== EXERCISE OBJECTIVE ==
Your task is to reproduce the material exactly.

* * * *

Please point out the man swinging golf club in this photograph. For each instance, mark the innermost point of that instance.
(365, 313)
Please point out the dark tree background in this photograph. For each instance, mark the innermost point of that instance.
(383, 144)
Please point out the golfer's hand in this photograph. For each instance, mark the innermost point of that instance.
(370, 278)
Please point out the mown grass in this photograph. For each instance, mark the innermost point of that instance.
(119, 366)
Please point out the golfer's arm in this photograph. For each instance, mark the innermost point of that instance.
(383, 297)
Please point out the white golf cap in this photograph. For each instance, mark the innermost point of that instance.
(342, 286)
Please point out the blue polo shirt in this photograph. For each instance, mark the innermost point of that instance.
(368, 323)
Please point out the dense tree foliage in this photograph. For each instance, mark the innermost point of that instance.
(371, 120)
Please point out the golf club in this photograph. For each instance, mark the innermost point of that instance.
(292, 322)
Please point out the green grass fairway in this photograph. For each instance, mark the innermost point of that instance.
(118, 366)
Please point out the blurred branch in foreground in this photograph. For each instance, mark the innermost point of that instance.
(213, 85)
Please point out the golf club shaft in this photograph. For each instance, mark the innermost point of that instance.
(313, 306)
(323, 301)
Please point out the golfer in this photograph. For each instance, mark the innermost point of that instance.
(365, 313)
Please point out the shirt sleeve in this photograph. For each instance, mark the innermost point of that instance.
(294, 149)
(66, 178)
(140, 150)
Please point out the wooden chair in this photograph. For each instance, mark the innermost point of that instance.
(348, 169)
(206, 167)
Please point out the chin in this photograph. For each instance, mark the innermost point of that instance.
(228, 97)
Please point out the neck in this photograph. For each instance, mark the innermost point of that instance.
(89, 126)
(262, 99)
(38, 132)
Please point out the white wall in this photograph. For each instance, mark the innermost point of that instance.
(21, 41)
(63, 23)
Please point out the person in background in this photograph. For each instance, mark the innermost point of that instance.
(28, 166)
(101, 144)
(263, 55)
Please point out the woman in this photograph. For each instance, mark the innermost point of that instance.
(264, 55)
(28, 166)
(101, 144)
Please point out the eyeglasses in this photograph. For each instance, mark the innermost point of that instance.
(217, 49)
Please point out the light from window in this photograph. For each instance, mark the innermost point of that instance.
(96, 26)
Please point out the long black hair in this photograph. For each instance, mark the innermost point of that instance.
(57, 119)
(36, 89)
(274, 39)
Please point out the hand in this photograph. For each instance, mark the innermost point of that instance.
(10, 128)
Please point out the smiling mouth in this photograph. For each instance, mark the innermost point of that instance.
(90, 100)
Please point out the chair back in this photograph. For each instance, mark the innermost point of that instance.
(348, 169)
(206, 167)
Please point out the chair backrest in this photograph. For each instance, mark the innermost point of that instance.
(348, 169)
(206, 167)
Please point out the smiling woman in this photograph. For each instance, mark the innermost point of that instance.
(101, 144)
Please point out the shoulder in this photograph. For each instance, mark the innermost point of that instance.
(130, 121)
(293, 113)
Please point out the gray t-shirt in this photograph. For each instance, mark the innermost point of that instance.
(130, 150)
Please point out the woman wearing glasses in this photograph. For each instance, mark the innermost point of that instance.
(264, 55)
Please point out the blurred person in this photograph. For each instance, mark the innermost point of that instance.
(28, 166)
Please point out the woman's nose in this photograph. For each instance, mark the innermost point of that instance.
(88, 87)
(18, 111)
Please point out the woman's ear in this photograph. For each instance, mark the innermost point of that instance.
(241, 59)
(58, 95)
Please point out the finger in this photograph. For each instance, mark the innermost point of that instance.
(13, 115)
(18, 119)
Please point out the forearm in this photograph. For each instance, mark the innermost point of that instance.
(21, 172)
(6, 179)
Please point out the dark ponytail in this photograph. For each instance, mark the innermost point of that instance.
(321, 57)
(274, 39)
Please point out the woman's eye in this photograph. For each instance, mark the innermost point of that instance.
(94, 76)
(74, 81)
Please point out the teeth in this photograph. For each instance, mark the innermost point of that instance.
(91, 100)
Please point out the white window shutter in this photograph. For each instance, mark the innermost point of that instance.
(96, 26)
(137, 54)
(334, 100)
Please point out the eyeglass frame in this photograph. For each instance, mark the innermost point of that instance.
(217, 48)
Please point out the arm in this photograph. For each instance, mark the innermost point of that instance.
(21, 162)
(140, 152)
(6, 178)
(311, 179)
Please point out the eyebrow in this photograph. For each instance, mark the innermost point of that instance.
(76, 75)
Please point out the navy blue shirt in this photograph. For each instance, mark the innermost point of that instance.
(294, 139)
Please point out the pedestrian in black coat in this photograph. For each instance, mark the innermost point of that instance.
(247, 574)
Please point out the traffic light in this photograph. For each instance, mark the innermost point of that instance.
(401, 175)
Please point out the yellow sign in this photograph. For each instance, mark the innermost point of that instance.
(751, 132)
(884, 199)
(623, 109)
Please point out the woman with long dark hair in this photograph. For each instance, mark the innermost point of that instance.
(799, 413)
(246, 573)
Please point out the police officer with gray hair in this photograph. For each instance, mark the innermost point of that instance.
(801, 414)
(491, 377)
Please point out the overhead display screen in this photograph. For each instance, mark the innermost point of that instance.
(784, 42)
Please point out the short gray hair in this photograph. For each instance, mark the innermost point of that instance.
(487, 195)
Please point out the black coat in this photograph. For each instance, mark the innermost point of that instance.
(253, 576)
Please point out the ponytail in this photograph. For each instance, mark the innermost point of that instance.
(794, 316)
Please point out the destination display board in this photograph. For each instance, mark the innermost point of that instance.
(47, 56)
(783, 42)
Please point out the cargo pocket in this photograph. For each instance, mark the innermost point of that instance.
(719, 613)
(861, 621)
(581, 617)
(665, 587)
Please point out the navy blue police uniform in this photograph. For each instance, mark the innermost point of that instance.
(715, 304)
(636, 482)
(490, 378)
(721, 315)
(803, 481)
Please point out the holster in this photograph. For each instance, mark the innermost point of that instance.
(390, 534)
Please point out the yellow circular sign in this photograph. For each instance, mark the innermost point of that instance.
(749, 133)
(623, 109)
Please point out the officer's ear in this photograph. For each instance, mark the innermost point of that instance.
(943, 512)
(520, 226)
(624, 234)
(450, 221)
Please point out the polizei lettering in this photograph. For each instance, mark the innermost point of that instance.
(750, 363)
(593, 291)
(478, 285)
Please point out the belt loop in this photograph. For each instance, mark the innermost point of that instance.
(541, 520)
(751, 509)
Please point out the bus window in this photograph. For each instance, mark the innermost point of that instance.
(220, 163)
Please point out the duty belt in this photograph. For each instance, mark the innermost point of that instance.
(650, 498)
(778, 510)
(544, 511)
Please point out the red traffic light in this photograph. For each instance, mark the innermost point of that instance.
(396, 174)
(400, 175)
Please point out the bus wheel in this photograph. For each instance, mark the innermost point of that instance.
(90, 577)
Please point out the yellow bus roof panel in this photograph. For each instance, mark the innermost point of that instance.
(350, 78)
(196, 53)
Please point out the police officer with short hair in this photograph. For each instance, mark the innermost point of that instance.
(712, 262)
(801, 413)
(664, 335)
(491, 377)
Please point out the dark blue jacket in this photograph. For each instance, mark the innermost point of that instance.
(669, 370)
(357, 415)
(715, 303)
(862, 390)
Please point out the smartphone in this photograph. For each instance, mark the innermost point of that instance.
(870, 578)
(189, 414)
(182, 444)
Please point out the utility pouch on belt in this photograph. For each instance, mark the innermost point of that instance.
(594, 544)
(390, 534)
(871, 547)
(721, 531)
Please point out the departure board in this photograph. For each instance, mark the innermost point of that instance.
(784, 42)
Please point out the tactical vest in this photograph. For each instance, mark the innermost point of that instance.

* * * *

== RESULT OF THIS TASK ==
Please point out the man swinging golf club in this photograph. For each instance, mark the innermost point of that instance.
(365, 313)
Please point out the dark tree background in this photograph. For each instance, mark the innermost point of that instance.
(383, 144)
Please point out the golfer's hand in this photograph. For each instance, mark the innermost point of that instance.
(370, 278)
Please point out the mown grass in this photograph. For each instance, mark the innermost point of that instance.
(119, 366)
Please point out the golfer's arm in this photograph. For each instance, mark the innermost point of that instance.
(383, 297)
Please point out the white golf cap in this photograph. For each instance, mark the innermost point of that instance.
(342, 286)
Please point out the blue polo shirt in this photograph. For each instance, mark the innermost point of that instance.
(368, 323)
Please point out the dense tree foliage in this photograph. For each instance, mark the innermost point of that instance.
(371, 120)
Please point out the golf club in this photograph. For each instance, mark the innermost point of that instance.
(292, 322)
Please point out the green grass fairway in this photograph. For each instance, mark the innermost point of that instance.
(118, 366)
Please point out the blurred branch in foreground in this photograph. For each instance, mark the innermost point of that instance.
(213, 85)
Please point out the golf club shaft in this photograph. For each instance, mark the innermost point of that instance.
(313, 306)
(323, 301)
Please point out the golfer in this photograph. For each instance, mark the innermost point of that instance.
(365, 313)
Please point out the shirt sleeve in this photograph. For each instance, mark the innermost point of that instance.
(294, 149)
(66, 178)
(140, 150)
Please point out the wooden chair in this photograph. For each instance, mark the innermost point of that instance.
(348, 169)
(206, 167)
Please point out the chin in this photograph. For each instance, mark the innermost point of that instance.
(228, 97)
Please point out the neck in this photograph. For each instance, mark the innermost point of that instance.
(89, 126)
(262, 99)
(38, 132)
Please point out the white wall in this photograph. For each instance, mark the innermost point of that instance.
(21, 41)
(63, 23)
Please point out the person in background in this photograph. For each instance, mark the innermost point of that instance.
(28, 166)
(101, 144)
(263, 55)
Please point out the woman in this photograph. For each instance, mark the innermost point of that instance.
(264, 55)
(28, 166)
(101, 144)
Please point out the eyeglasses in this photograph. For each instance, mark the innermost point of that instance.
(217, 49)
Please point out the light from window in this photograph. For each instance, mark the innermost point of that instance.
(96, 26)
Please point out the long black hair in this photograph. For each instance, mark the innermost point of that instance.
(57, 119)
(36, 89)
(274, 39)
Please point out the hand in this photograph. For each instance, mark the innermost point of that instance.
(10, 128)
Please point out the smiling mouth in this photograph. For each instance, mark the innermost point of that instance.
(90, 100)
Please point out the chair back in this photograph. For each instance, mark the innermost point of that instance.
(348, 169)
(206, 167)
Please point out the chair backrest in this photograph. For each instance, mark the innermost point of that instance.
(348, 169)
(206, 167)
Please point out the smiling woman in this photograph. For each instance, mark the innermost point of that instance.
(101, 144)
Please point out the shoulder in this photograph. For each instance, mark the innermost point of that instance.
(130, 121)
(293, 113)
Please point out the gray t-shirt in this photograph. For each instance, mark the innermost point of that instance.
(130, 150)
Please point out the woman wearing glasses in this photograph. For each instance, mark the innermost point of that instance.
(264, 55)
Please point out the blurred person in this photograph. For each instance, mark the innermost point of that instance.
(28, 166)
Please point out the woman's nose in this photograph. For each instance, mark the innermost point of that instance.
(88, 87)
(18, 111)
Please point out the woman's ear in this photograph. For each instance, mark the innermost point of that instance.
(241, 59)
(58, 95)
Please point out the finger in this photograph. For each instance, mark the innermost point of that instance.
(13, 115)
(18, 119)
Please point out the forearm in this photograph. For each instance, mark the innermost point of that instance.
(21, 172)
(6, 179)
Please point out the dark ponytail in this photograph. For each instance, mark the innermost point of that instance.
(321, 57)
(274, 39)
Please point out the woman's eye in this photograph. For each instance, mark the innermost point of that instance.
(94, 76)
(74, 81)
Please point out the teeth in this photograph. For each instance, mark the innermost point of that instance.
(91, 100)
Please point out the white window shutter in this photograph. For each instance, mark the innermost point of that instance.
(96, 26)
(137, 54)
(334, 100)
Please point out the eyeglass frame in this photograph. For each instance, mark the innermost point of that instance.
(217, 48)
Please point out the arm in this photograph. For each instance, mark the innermost point of that instance.
(21, 162)
(140, 152)
(6, 178)
(311, 179)
Please point out the eyebrow in this photograph. For each instance, mark the innermost point of that instance.
(76, 75)
Please point out the navy blue shirt in this photograph. For each instance, mark the innermost point of that instance.
(294, 139)
Please point out the pedestrian in black coat in this photograph. For each instance, mark the innermost point of that instance.
(247, 574)
Please point out the traffic light in this photograph. For each instance, mark the innermost point of that instance.
(401, 175)
Please point out the yellow sign in this photograph. For each instance, mark the innermost point of that instance.
(751, 132)
(884, 199)
(623, 109)
Please point out the woman with long dark hair in this photograph. For each instance, mark the innermost point of that instance.
(799, 413)
(246, 573)
Please point out the police officer with gray hair in this photograph. For each instance, mark the innermost point of that instance.
(801, 414)
(491, 377)
Please point out the overhead display screen in this photograph. For each instance, mark the innermost point of that instance.
(784, 42)
Please point out the short gray hair in this photograph. For each instance, mark the innermost point of that instance.
(487, 195)
Please point out the black coat in this photograph. For each instance, mark the innermost point of that instance.
(253, 576)
Please point out the ponytail in this photograph. For each instance, mark the innermost point of that instance.
(794, 316)
Please point out the destination display board in this photograph. For each instance, mark the innermost point of that instance.
(47, 56)
(783, 42)
Please point out the cargo pocket in this photograph. For each instance, mark the innermost point of that instance.
(719, 613)
(861, 621)
(581, 617)
(665, 587)
Please point out the navy blue police uniform in this photograph. For each instance, mark the innermost point of that instance.
(715, 304)
(636, 482)
(490, 378)
(721, 315)
(803, 481)
Please point out the holster in this photograph. For each instance, mark the innermost point of that instance.
(390, 534)
Please point out the yellow circular sign in this photograph. For each instance, mark the innermost point of that instance.
(749, 133)
(623, 109)
Please point out the officer's ear in this photograph. For each instance, mark the innermost point of that instance.
(943, 512)
(520, 226)
(624, 234)
(450, 221)
Please point out the polizei lettering in this photograph. For each instance, mark the innermost point of that instance.
(750, 363)
(593, 291)
(478, 285)
Please point out the belt loop in this photograph. For each instance, mark the innermost point of that instance.
(541, 520)
(751, 509)
Please point out the bus window in this photograph. For each instance, mark the innermost point of that instance.
(220, 163)
Please point out the duty belt in this photograph. For each instance, mark the innermost point of that instance.
(650, 498)
(778, 510)
(544, 511)
Please point out the red traffic light in this photograph. For each instance, mark the innermost point of that instance.
(396, 174)
(400, 175)
Please point out the bus wheel in this photograph. For each instance, mark the innermost point of that instance.
(90, 577)
Please point out the yellow bus roof panel in this photograph. For each instance, mark the innermost point of that instance.
(350, 78)
(196, 53)
Please point out the police officer with short hair in this photograph. For each instance, mark the innermost point of that instance.
(712, 262)
(801, 413)
(664, 335)
(491, 377)
Please point out the dark blue jacket in this photograph. For each instance, mark the innermost point of that instance.
(669, 370)
(357, 415)
(715, 303)
(862, 390)
Please point out the smartphone in this photograph. For each instance, mark the innermost point of that instance.
(870, 578)
(189, 414)
(182, 444)
Please point out the utility pouch on belt in this photograph. For each instance, mark the innermost point of that instance.
(594, 544)
(390, 534)
(871, 547)
(721, 531)
Please point out the departure board in this photograph. For each instance, mark the innermost point of that instance.
(784, 42)
Please point out the tactical vest in this photograph. For each instance, mark the innermost point of that instance.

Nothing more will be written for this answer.